Task prompt = Give again, word for word, each line from the top of the listing through the line that holds "In which area of the image above does the high-top".

Record set =
Start of Block
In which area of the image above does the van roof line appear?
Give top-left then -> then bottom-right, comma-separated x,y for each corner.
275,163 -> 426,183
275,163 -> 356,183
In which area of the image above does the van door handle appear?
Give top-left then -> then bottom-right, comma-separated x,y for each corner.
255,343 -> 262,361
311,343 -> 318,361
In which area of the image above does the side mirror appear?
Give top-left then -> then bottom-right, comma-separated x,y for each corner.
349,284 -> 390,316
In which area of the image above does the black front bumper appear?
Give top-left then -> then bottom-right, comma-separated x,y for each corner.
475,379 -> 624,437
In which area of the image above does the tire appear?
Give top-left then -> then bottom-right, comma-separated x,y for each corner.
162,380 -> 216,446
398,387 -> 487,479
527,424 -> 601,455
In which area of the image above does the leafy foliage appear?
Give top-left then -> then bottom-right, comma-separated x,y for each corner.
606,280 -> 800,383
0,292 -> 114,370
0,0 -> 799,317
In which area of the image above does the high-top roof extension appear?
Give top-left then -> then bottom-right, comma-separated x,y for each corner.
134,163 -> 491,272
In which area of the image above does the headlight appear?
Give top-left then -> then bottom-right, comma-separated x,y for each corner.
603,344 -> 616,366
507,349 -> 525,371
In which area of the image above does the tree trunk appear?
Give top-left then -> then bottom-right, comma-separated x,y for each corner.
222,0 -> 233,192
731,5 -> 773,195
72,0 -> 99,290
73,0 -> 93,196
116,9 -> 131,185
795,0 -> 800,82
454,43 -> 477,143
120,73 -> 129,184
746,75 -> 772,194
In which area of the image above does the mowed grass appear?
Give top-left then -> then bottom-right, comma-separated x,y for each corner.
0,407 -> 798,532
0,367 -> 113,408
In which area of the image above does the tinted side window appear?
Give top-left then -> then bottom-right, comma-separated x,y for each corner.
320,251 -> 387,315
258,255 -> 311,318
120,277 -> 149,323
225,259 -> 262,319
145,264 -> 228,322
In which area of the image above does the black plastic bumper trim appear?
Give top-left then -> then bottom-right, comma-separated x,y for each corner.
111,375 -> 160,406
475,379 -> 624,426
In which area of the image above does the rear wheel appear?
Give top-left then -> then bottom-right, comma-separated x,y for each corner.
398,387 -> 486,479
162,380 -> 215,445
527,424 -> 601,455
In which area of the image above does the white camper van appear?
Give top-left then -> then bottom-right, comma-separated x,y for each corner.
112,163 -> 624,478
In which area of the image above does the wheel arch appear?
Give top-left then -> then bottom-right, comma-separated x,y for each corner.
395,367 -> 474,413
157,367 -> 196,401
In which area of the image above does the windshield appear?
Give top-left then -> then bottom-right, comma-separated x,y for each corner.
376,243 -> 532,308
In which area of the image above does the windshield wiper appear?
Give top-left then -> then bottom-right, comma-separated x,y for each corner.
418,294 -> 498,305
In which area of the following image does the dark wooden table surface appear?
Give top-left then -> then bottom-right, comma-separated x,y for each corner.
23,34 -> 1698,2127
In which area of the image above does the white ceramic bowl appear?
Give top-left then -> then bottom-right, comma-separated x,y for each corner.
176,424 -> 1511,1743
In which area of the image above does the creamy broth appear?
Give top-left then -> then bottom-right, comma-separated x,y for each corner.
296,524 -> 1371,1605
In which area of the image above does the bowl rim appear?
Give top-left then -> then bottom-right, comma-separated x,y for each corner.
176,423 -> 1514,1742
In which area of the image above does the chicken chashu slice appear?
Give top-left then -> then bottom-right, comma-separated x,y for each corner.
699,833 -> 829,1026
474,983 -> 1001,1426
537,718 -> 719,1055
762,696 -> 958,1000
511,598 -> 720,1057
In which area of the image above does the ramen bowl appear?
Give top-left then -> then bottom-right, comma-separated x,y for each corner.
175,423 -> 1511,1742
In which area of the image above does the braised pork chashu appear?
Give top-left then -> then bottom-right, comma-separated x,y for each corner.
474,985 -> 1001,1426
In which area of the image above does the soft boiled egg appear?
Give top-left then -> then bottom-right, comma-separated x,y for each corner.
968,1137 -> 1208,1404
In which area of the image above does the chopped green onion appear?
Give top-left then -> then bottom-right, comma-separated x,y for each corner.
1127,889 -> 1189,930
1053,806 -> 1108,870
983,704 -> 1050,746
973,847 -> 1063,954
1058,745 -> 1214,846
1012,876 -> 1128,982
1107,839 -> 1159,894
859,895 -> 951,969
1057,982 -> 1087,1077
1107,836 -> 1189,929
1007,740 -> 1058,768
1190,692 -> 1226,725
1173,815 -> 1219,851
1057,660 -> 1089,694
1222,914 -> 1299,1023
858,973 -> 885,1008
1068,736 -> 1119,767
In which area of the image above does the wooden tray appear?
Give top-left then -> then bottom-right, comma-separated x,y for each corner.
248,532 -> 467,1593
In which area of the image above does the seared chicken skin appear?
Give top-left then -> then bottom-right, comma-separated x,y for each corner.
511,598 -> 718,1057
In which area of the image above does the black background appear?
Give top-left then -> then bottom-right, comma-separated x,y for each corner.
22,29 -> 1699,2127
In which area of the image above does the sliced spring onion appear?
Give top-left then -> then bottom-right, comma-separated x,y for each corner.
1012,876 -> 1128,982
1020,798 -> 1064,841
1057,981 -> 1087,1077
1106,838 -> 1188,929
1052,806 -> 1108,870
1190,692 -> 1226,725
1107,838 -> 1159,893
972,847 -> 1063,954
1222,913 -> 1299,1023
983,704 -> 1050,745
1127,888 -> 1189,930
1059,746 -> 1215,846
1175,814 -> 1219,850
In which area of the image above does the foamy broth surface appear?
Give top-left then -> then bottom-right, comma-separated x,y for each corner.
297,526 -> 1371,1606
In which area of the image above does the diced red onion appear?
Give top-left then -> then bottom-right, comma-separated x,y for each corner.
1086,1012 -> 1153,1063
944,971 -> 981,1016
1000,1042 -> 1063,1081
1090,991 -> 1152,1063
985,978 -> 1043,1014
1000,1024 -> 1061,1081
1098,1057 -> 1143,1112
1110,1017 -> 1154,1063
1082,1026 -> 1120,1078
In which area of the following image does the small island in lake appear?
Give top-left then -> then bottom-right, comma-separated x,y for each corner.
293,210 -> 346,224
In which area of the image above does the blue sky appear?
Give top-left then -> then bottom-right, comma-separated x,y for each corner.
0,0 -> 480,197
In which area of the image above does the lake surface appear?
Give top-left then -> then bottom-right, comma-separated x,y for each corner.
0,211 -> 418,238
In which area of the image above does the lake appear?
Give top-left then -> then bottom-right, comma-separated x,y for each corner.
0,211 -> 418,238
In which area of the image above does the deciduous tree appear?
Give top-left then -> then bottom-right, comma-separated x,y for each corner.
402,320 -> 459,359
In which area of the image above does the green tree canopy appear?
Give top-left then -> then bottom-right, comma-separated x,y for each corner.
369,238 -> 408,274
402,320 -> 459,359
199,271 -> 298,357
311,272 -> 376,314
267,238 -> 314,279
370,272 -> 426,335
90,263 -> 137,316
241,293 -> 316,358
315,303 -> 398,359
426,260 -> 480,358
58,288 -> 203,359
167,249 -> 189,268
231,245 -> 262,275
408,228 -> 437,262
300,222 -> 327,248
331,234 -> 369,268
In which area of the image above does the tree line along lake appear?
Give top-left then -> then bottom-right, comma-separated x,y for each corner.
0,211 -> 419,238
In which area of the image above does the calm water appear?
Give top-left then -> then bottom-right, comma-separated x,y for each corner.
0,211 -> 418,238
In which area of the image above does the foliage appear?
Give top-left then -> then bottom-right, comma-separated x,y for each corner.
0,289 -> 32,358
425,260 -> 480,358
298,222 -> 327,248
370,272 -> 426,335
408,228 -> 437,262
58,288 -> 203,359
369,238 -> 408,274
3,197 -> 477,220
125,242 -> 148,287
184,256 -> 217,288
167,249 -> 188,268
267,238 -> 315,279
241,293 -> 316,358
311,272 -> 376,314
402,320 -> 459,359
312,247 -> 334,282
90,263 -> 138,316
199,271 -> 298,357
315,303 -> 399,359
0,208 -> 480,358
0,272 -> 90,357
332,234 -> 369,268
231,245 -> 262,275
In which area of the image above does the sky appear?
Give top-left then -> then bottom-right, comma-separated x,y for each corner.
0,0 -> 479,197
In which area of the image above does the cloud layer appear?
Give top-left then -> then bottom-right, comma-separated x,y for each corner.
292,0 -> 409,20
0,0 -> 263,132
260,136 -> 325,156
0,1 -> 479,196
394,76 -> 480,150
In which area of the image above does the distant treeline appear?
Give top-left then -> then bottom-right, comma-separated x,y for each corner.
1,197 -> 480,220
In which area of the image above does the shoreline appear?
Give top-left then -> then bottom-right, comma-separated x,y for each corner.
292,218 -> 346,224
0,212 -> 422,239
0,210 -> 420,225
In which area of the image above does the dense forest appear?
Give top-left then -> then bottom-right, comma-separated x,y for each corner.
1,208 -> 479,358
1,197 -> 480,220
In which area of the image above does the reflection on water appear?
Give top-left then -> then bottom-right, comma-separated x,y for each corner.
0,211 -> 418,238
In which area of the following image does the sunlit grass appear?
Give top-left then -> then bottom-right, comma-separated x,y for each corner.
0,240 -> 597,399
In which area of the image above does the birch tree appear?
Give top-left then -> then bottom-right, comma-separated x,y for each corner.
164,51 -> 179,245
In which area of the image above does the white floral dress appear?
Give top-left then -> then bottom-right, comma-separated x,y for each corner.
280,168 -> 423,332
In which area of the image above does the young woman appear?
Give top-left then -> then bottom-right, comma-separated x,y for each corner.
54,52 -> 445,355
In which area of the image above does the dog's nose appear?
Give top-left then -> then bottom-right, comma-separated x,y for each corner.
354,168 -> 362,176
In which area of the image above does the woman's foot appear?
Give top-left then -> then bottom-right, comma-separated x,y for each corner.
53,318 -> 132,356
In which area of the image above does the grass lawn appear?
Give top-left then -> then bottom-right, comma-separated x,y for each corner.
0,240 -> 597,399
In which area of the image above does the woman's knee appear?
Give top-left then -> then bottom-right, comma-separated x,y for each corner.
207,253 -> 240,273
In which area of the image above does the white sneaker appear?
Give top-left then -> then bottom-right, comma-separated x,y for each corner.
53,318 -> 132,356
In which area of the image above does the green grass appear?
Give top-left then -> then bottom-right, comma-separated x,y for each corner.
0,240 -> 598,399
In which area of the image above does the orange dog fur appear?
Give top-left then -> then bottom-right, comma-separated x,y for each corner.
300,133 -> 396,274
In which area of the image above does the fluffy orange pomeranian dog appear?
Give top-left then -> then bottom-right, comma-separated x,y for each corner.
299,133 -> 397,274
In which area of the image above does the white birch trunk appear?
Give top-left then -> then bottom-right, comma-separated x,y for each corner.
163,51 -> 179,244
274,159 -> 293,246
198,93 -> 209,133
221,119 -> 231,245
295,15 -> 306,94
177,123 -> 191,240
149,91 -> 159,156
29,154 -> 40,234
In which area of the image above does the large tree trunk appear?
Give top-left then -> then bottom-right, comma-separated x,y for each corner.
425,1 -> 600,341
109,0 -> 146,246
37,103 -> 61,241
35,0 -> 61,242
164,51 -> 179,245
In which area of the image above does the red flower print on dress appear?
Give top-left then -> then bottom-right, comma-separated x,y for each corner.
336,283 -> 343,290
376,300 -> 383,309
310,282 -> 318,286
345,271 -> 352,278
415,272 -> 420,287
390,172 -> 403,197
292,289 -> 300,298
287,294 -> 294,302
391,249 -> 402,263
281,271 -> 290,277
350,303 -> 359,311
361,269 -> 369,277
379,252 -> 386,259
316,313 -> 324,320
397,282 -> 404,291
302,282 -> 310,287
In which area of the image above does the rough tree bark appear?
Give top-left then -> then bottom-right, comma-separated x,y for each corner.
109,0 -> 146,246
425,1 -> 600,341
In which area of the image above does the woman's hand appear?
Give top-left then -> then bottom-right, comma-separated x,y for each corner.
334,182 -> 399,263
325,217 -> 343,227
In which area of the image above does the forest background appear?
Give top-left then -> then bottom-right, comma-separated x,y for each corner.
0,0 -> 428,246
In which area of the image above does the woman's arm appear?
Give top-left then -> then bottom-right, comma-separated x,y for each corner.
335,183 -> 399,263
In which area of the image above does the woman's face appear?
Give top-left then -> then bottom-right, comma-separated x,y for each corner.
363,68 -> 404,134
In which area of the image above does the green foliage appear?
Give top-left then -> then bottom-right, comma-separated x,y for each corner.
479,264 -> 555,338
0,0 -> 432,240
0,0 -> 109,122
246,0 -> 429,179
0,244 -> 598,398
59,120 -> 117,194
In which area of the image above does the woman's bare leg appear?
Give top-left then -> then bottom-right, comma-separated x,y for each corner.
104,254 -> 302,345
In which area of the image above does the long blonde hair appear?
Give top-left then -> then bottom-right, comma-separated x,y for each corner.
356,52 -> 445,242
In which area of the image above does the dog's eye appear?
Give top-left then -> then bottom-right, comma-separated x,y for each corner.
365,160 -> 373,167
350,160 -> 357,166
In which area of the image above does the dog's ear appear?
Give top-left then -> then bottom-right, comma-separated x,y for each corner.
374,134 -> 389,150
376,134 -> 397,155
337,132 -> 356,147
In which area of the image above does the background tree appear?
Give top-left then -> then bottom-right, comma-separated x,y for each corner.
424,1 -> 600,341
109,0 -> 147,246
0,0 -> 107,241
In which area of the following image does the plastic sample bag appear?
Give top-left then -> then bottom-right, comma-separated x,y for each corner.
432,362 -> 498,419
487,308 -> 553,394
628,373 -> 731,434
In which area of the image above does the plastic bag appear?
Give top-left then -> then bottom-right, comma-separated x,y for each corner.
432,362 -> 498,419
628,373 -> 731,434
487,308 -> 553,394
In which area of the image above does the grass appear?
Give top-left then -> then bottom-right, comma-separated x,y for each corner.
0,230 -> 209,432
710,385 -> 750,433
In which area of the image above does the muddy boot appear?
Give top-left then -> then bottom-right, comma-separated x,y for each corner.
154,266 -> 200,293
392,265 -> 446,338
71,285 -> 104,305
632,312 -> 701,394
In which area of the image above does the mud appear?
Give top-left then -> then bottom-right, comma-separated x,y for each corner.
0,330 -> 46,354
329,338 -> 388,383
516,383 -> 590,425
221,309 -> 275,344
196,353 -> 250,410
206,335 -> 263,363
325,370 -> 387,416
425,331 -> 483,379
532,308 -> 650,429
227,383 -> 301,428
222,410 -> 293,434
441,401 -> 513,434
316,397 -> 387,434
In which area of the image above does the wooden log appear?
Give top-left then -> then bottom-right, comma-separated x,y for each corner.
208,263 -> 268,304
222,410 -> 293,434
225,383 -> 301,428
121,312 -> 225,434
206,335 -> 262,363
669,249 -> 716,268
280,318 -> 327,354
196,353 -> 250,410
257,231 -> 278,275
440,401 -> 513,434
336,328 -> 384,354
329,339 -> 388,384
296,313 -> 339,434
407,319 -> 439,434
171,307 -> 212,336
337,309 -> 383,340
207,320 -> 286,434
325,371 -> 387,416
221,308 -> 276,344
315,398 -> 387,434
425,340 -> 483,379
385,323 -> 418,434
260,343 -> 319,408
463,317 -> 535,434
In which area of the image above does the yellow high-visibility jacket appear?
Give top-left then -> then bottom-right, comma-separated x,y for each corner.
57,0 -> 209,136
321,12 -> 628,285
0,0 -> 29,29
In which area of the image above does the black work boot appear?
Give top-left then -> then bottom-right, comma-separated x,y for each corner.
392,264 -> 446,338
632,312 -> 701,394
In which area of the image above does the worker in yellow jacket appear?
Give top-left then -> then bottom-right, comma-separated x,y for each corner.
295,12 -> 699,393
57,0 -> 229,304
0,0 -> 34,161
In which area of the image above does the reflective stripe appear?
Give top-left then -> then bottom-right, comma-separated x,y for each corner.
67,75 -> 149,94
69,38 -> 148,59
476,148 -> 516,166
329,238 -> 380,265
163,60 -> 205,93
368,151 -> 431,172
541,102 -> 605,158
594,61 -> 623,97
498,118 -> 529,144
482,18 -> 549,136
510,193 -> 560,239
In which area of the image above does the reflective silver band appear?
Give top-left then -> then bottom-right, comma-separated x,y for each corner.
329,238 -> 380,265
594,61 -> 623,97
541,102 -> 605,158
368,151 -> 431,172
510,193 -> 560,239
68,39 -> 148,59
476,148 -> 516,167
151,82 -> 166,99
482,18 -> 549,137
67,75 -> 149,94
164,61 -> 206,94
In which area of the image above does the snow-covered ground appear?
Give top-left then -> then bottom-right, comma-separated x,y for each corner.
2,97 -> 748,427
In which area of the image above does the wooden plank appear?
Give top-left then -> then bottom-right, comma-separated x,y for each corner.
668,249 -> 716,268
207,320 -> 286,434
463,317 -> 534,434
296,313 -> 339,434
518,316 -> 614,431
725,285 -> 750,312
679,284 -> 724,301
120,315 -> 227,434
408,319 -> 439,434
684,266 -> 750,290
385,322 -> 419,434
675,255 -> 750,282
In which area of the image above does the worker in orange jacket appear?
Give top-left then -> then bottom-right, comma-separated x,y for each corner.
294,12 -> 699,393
End of Block
Response for this exercise =
In which area of the image above does the van roof line appear?
Give top-left then -> then bottom-right, comma-separated x,y for each corner.
275,163 -> 426,183
275,163 -> 356,183
In which area of the image above does the van door handle appear?
Give top-left then -> then bottom-right, comma-separated x,y for each corner.
255,343 -> 262,361
311,343 -> 318,361
In which area of the image above does the side mirror appear?
Give top-left then -> then bottom-right, comma-separated x,y for each corner.
349,284 -> 390,316
In which area of the image above does the black front bumper appear?
Give top-left then -> then bottom-right, comma-separated x,y for each corner.
475,379 -> 624,437
In which area of the image above does the tire appear?
Give top-left then -> then bottom-right, comma-separated x,y for each corner.
162,380 -> 216,446
398,387 -> 487,479
527,424 -> 601,455
In which area of the image above does the leafy foliage appear?
Give top-left then -> then bottom-right, comma-separated x,y for each corner.
606,280 -> 800,383
0,292 -> 114,370
0,0 -> 799,317
In which area of the image above does the high-top roof extension appear?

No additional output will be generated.